*REQUEST A*
Duplicate part of the column on Ron Paul: begin at the words "Meanwhile, anybody who" and stop after "I’m like, whatever.".
*REQUEST B*
Answer these questions from the column on Ron Paul, one answer per line and marked the same way:
(i) What did the survival kit's silver coins come packed in?
(ii) According to the writer, where could such bargains be found when the writer was a lad?
(iii) Whose point does the writer accept about political candidates?
*REQUEST C*
Carry the column on Ron Paul forward from its final sentence.

*SUPPLIED PASSAGE*
━━━━━━━━━━━━━━━━━━━━
Of course, so can any president. But hold that thought.
Meanwhile, anybody who questions the character and judgment of a politician who until fairly recently peddled “The Original Famous Ron Paul Survival Kit” in his eponymous newsletter isn’t playing fair.
How it worked was you sent them a check or money order in (doomed) U.S. currency, and they sent you a WWII Army ammo box filled with silver coins for “hand-to-hand” commerce after U.N. troops have seized control of the United States. Back when I was a lad, you could only get bargains like that from tiny ads in the back pages of DC Comics.
But I digress. Hasn’t the Great Man renounced the race baiting and conspiracy mongering in the newsletter he supposedly never read?
“Just kidding!” Paul said. You know, like a junior high school girl.
I’m like, whatever.
But at least one aspect of the pro-Paul argument is worth unpacking further if only to show why embracing his candidacy is such a terrible idea. I take Glenn Greenwald’s point that nobody ever gets exactly what they want in a political candidate. To anybody not completely blinded by partisanship, there are always tradeoffs to be made, tactical silences to be observed, and fools to be suffered, if not gladly, at least without rancor.
━━━━━━━━━━━━━━━━━━━━
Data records
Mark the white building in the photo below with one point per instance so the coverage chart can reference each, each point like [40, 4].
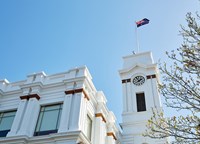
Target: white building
[65, 108]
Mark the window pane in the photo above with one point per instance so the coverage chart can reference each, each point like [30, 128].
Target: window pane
[6, 123]
[39, 121]
[141, 106]
[49, 120]
[54, 107]
[9, 114]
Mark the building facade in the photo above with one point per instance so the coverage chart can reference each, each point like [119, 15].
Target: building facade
[63, 108]
[140, 78]
[66, 108]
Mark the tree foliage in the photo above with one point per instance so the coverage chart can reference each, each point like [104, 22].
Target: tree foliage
[181, 89]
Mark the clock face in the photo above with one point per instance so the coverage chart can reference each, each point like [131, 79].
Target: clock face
[138, 80]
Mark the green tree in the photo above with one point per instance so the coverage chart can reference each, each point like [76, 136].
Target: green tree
[181, 89]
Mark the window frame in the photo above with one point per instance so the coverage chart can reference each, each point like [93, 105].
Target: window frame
[141, 102]
[40, 122]
[3, 133]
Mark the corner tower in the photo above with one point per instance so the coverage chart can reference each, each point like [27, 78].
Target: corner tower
[139, 78]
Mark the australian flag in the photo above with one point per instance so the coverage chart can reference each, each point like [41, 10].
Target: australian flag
[142, 22]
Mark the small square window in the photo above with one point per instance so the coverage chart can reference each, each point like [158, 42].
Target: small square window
[88, 127]
[6, 120]
[48, 120]
[141, 105]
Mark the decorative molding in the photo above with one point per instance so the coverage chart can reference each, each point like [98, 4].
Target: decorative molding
[77, 91]
[30, 96]
[151, 76]
[111, 134]
[100, 115]
[126, 80]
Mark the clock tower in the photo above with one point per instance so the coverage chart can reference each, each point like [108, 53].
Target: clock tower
[139, 77]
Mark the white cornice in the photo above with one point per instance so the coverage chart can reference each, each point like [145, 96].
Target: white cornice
[138, 65]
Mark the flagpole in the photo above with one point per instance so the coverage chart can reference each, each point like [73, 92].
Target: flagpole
[137, 41]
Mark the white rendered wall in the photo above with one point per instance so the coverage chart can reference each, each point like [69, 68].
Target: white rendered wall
[133, 122]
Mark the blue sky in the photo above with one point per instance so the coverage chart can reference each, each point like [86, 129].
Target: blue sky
[56, 35]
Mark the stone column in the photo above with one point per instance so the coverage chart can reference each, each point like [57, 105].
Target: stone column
[18, 117]
[98, 134]
[30, 117]
[66, 112]
[77, 108]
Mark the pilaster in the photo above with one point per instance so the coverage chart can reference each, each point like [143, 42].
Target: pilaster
[18, 118]
[30, 117]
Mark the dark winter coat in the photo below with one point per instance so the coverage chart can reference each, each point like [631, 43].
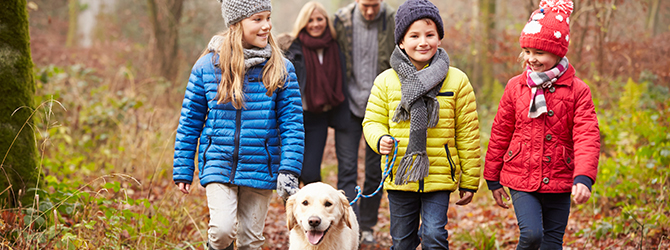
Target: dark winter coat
[338, 116]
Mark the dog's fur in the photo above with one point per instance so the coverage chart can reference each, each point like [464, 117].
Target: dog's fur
[320, 217]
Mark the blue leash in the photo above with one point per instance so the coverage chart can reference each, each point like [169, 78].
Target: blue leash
[387, 171]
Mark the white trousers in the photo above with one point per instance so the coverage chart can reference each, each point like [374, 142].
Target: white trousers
[236, 212]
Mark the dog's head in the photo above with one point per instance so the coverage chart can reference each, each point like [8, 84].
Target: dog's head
[315, 209]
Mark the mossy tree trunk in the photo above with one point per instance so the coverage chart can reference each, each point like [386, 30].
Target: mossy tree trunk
[18, 149]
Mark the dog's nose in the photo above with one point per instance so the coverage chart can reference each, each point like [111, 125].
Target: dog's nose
[314, 221]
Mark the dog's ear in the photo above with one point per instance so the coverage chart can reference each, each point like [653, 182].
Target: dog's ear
[290, 219]
[346, 212]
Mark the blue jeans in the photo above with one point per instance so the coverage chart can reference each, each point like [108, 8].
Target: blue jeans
[409, 209]
[542, 219]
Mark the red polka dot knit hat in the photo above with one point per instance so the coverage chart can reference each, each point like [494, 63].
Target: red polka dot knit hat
[548, 28]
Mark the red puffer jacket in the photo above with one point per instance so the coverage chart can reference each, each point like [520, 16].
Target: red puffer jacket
[546, 153]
━━━━━━━━━━━━━━━━━━━━
*TASK OUTPUT A*
Meanwhile, anybody who questions the character and judgment of a politician who until fairly recently peddled “The Original Famous Ron Paul Survival Kit” in his eponymous newsletter isn’t playing fair.
How it worked was you sent them a check or money order in (doomed) U.S. currency, and they sent you a WWII Army ammo box filled with silver coins for “hand-to-hand” commerce after U.N. troops have seized control of the United States. Back when I was a lad, you could only get bargains like that from tiny ads in the back pages of DC Comics.
But I digress. Hasn’t the Great Man renounced the race baiting and conspiracy mongering in the newsletter he supposedly never read?
“Just kidding!” Paul said. You know, like a junior high school girl.
I’m like, whatever.

*TASK OUTPUT B*
(i) A WWII Army ammo box.
(ii) In tiny ads in the back pages of DC Comics.
(iii) Glenn Greenwald's.

*TASK OUTPUT C*
To me, at least, the futile and destructive Drug War is one such. It’s like Roaring Twenties all over again, only worse. Alas, no Democrat, and certainly no black or Latino Democrat, can afford to touch it. So Obama gets a pass.
Anybody who tries can probably come up with a dozen examples of his own. Sometimes, you’ve just got to hold your nose and vote.
But let’s talk war and peace, as Paul boosters insist.
Recently, I wrote about Paul’s apostasy regarding Iran. In a GOP debate, Paul aptly compared election-year bombast about the alleged Iranian nuclear threat to the 2003 propaganda campaign that drove the U.S. to invade Iraq.
“Even when he’s right, as on bombing Iran,” I wrote, “he’s wrong. (Hint: it’s about the Jews.)”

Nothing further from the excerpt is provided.